**EXERCISE REQUIREMENTS:** Go over the entries and report the lines where the word "back" occurs.

★ ★ ★ ★ ★

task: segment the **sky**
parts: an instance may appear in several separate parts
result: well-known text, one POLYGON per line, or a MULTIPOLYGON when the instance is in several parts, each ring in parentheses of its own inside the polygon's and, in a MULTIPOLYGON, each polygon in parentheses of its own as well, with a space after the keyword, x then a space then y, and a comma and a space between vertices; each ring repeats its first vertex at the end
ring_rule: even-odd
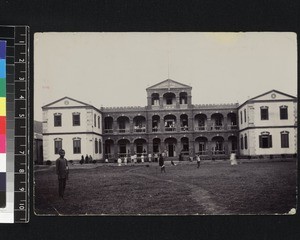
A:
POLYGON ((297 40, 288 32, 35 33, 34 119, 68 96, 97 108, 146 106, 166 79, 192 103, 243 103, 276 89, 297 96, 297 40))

★ ★ ★ ★ ★

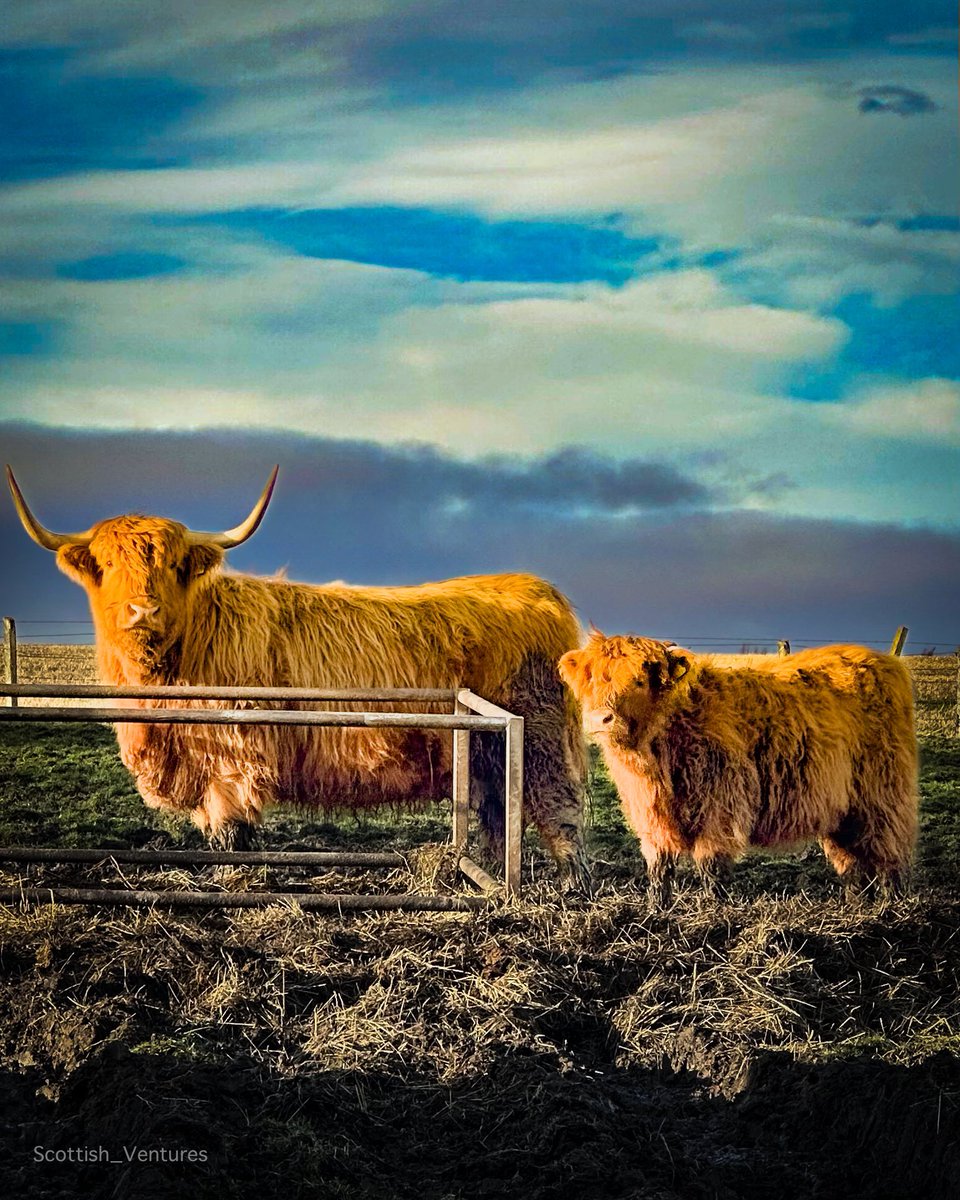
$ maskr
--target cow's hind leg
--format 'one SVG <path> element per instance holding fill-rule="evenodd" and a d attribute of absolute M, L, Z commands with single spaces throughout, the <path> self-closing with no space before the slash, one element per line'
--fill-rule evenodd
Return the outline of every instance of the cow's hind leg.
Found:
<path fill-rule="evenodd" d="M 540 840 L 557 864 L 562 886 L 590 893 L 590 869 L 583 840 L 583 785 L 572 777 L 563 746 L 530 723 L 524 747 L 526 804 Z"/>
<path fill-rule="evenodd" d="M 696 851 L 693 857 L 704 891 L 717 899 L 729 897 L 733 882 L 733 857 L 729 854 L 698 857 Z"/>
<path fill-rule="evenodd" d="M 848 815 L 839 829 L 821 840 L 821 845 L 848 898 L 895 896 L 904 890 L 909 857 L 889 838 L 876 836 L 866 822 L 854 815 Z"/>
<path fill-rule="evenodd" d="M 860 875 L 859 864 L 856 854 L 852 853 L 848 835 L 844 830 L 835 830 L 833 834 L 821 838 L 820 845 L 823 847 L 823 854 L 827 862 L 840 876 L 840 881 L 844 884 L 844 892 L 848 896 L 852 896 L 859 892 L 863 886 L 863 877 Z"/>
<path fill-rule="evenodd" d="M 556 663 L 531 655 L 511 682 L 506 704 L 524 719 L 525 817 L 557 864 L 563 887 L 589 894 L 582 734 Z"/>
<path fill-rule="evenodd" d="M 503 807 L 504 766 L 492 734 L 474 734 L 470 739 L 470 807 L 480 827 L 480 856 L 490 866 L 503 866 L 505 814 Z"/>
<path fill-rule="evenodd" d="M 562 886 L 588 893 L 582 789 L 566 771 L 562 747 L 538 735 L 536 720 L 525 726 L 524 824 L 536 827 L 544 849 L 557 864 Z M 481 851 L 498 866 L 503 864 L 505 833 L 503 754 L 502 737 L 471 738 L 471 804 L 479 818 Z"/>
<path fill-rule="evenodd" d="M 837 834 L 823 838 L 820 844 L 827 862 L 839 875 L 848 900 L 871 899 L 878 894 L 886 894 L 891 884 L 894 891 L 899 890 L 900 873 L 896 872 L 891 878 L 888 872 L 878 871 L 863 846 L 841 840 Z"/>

★ ★ ★ ★ ★

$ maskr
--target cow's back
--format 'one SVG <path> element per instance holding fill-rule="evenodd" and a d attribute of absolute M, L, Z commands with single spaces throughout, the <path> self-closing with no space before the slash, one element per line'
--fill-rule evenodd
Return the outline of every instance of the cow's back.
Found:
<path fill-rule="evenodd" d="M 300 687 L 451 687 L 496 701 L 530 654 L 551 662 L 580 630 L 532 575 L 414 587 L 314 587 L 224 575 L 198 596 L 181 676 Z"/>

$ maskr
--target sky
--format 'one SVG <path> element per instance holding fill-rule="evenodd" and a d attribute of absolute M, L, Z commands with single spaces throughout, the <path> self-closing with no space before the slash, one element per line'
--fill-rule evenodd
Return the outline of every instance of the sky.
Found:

★ ★ ★ ★ ★

**FINISHED TASK:**
--target cow's back
Return the outline of every instance of the cow's back.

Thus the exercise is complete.